***** TEXTE EXTRAIT
Dernier est dans mes bras, tout lové contre moi, peut-être par inquiétude face à cet endroit nouveau, plus probablement pour me culpabiliser avec ses senteurs d’innocence et sa chaleur de bébé. 


Arrive une des Miss qui va s’occuper de l’adaptation de Dernier.

- On y va, lance-t-elle joyeusement à ce bébé aux grands yeux méfiants.


Dans ma tête, en caressant ses joues, je lui dis “désolée, mon grand, ça va pas être facile pour toi, mais j’ai assez donné, je me suis assez occupée de toi, alors il va falloir que tu te débrouilles sans moi et que tu t’adaptes.”  

Puis je ferme à clé mon cœur de maman et la jette sur le sol de gravillons.

La Miss arrache Dernier de mes bras.
**********
EXERCICE ÉCRIT 1 - Recopiez à l'identique un passage de l'extrait sur l'adaptation de Dernier, en commençant aux mots « Arrive une des » et en vous arrêtant après « de mes bras. ».
EXERCICE ÉCRIT 2 - Poursuivez, s'il vous plaît, l'extrait sur l'adaptation de Dernier à la suite de sa dernière phrase.
Le matériel qui suit n'a aucun lien avec l'extrait sur l'adaptation de Dernier.
***** DONNÉES
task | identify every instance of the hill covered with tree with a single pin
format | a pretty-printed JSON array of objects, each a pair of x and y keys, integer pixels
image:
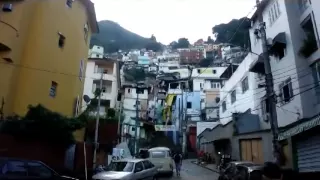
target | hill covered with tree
[
  {"x": 114, "y": 37},
  {"x": 224, "y": 32}
]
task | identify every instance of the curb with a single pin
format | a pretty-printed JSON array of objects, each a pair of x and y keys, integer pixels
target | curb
[{"x": 213, "y": 170}]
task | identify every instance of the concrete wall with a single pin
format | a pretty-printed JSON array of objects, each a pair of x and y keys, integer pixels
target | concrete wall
[{"x": 266, "y": 144}]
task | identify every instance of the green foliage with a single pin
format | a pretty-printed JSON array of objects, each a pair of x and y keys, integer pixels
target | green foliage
[
  {"x": 43, "y": 125},
  {"x": 309, "y": 46},
  {"x": 206, "y": 62},
  {"x": 224, "y": 32},
  {"x": 182, "y": 43},
  {"x": 113, "y": 37}
]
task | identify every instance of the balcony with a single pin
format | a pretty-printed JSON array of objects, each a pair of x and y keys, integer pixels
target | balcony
[{"x": 106, "y": 76}]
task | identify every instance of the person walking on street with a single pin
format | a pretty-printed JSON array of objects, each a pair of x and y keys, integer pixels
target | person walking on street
[{"x": 178, "y": 162}]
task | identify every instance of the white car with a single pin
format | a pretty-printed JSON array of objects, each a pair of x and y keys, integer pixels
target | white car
[
  {"x": 128, "y": 169},
  {"x": 161, "y": 158}
]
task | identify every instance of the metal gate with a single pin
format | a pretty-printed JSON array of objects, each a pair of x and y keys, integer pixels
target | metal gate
[
  {"x": 251, "y": 150},
  {"x": 308, "y": 153}
]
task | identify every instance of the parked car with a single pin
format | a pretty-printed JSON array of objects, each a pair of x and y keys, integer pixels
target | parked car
[
  {"x": 161, "y": 158},
  {"x": 19, "y": 169},
  {"x": 126, "y": 169},
  {"x": 241, "y": 170}
]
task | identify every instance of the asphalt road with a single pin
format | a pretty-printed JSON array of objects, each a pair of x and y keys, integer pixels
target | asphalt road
[{"x": 190, "y": 171}]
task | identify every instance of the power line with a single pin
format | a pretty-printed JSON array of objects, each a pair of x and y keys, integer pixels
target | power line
[{"x": 48, "y": 71}]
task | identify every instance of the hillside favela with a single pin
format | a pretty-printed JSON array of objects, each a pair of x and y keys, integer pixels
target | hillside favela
[{"x": 159, "y": 89}]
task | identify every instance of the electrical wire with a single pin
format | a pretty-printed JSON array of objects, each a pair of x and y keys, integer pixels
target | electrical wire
[{"x": 48, "y": 71}]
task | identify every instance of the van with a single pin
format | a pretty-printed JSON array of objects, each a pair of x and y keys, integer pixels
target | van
[{"x": 161, "y": 158}]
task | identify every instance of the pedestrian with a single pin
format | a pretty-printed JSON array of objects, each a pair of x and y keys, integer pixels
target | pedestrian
[
  {"x": 271, "y": 171},
  {"x": 178, "y": 162}
]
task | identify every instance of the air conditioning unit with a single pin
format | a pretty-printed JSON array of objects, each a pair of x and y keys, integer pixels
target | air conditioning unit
[{"x": 7, "y": 7}]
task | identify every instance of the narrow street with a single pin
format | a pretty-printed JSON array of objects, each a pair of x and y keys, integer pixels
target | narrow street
[{"x": 190, "y": 171}]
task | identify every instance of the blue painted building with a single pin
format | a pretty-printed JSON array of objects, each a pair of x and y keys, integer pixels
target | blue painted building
[
  {"x": 143, "y": 60},
  {"x": 189, "y": 101}
]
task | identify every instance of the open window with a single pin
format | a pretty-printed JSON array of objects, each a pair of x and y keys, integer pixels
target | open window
[
  {"x": 309, "y": 45},
  {"x": 286, "y": 91}
]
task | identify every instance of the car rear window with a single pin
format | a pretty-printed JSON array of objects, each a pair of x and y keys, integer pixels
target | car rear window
[{"x": 158, "y": 154}]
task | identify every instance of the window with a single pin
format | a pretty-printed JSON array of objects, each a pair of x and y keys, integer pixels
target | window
[
  {"x": 38, "y": 170},
  {"x": 233, "y": 96},
  {"x": 245, "y": 85},
  {"x": 265, "y": 108},
  {"x": 138, "y": 167},
  {"x": 303, "y": 5},
  {"x": 158, "y": 154},
  {"x": 286, "y": 91},
  {"x": 86, "y": 31},
  {"x": 120, "y": 166},
  {"x": 316, "y": 78},
  {"x": 7, "y": 7},
  {"x": 310, "y": 43},
  {"x": 140, "y": 91},
  {"x": 14, "y": 168},
  {"x": 274, "y": 12},
  {"x": 148, "y": 165},
  {"x": 61, "y": 41},
  {"x": 224, "y": 106},
  {"x": 69, "y": 3},
  {"x": 81, "y": 70},
  {"x": 53, "y": 89}
]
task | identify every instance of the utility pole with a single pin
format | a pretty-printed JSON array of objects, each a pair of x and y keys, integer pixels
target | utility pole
[
  {"x": 119, "y": 122},
  {"x": 136, "y": 123},
  {"x": 269, "y": 85},
  {"x": 96, "y": 134}
]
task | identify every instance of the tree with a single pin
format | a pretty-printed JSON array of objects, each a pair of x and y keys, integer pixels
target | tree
[
  {"x": 210, "y": 40},
  {"x": 41, "y": 124},
  {"x": 233, "y": 33},
  {"x": 182, "y": 43},
  {"x": 136, "y": 74},
  {"x": 154, "y": 45},
  {"x": 153, "y": 38}
]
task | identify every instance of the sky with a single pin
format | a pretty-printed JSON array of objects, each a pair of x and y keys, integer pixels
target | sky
[{"x": 170, "y": 20}]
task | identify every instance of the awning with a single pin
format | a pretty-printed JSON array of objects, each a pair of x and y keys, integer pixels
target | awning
[
  {"x": 258, "y": 65},
  {"x": 299, "y": 128},
  {"x": 279, "y": 42}
]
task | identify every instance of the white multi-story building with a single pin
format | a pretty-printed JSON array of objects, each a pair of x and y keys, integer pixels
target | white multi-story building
[
  {"x": 108, "y": 69},
  {"x": 134, "y": 97},
  {"x": 96, "y": 52},
  {"x": 207, "y": 81},
  {"x": 293, "y": 40},
  {"x": 287, "y": 24}
]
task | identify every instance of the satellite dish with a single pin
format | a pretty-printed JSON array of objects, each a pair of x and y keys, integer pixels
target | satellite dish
[{"x": 86, "y": 98}]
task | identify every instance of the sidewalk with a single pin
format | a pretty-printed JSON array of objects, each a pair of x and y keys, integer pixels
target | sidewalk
[{"x": 211, "y": 167}]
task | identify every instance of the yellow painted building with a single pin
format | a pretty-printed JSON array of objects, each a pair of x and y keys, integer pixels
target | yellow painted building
[{"x": 43, "y": 52}]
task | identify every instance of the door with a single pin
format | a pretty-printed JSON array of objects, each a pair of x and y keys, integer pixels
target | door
[
  {"x": 251, "y": 150},
  {"x": 308, "y": 154}
]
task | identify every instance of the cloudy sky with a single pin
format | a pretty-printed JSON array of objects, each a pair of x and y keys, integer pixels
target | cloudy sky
[{"x": 169, "y": 20}]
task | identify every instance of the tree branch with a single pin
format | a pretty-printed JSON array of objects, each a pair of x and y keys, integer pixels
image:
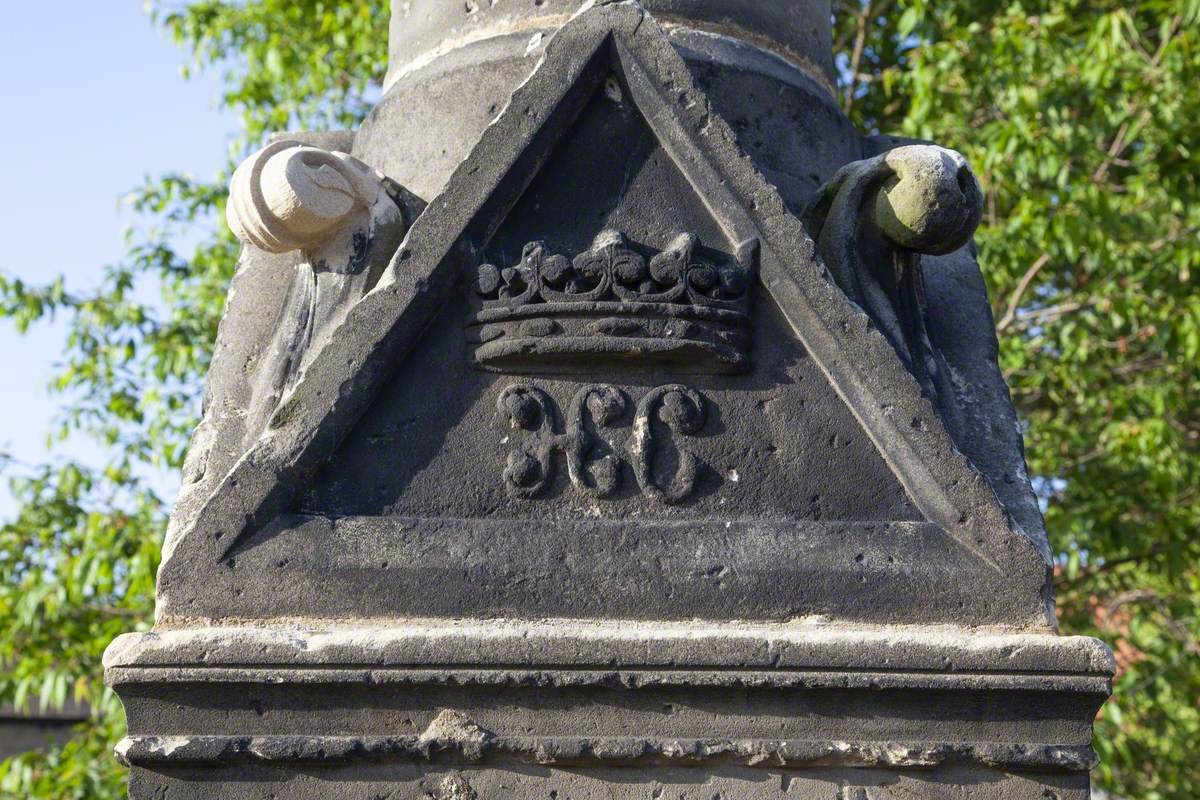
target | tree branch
[{"x": 1014, "y": 301}]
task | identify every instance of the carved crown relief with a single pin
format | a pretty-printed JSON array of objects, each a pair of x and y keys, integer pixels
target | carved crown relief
[{"x": 615, "y": 302}]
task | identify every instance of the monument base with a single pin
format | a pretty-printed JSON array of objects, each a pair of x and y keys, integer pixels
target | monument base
[{"x": 607, "y": 709}]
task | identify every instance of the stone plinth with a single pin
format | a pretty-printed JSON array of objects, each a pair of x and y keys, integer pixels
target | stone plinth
[{"x": 607, "y": 419}]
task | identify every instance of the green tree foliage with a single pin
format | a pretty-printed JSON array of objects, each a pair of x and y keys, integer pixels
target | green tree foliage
[{"x": 1083, "y": 121}]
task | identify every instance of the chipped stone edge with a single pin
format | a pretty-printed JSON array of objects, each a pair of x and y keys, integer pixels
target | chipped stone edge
[
  {"x": 577, "y": 751},
  {"x": 616, "y": 644}
]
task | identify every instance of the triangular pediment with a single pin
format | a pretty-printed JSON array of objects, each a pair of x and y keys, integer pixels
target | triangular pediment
[{"x": 486, "y": 215}]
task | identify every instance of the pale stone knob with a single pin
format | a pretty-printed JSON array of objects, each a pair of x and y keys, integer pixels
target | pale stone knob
[
  {"x": 933, "y": 204},
  {"x": 289, "y": 196}
]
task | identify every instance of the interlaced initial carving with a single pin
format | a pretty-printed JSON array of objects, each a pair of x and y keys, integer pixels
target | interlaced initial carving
[{"x": 593, "y": 464}]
**********
RÉPONSE ÉCRITE 1 -
Arrive une des Miss qui va s’occuper de l’adaptation de Dernier.

- On y va, lance-t-elle joyeusement à ce bébé aux grands yeux méfiants.


Dans ma tête, en caressant ses joues, je lui dis “désolée, mon grand, ça va pas être facile pour toi, mais j’ai assez donné, je me suis assez occupée de toi, alors il va falloir que tu te débrouilles sans moi et que tu t’adaptes.”  

Puis je ferme à clé mon cœur de maman et la jette sur le sol de gravillons.

La Miss arrache Dernier de mes bras.

RÉPONSE ÉCRITE 2 -
Je piétine la clé de mon cœur en tournant les talons, poursuivie jusqu’à l’habitacle par le long pleur d’un enfant, sans doute le mien, non, disons que c’est celui d’une autre.

Bref silence.

Et clés sur le contact, vroum, je démarre: c’est parti!

Je m’efforce de ne pas sourire, car une mère qui laisse pour la première fois son bébé n’est pas joyeuse, guillerette et sautillante, non! Elle est grave, triste, pénétrée d’une sérieuse culpabilité.


Je n’ai qu’une heure à moi, mais c’est déjà tellement!

Une heure pour boire un café, une heure pour travailler, mon sac à dos lourd de mon ordinateur, de mes livres et de mes bonnes intentions, une heure pour vivre, revivre. 

Au bout de la rue, je m’installe à une petite table branlante, mais ce n’est pas grave, pour boire un café trop cher, mais ça n’a pas d’importance, avec un cookie trop sucré, mais ça m’est égal: c’est un moment tranquille et heureux, comme je les aime.


Un moment tranquille, heureux, mais bref.

L’heure est déjà passée et je suis déjà de retour dans le parking de gravillons.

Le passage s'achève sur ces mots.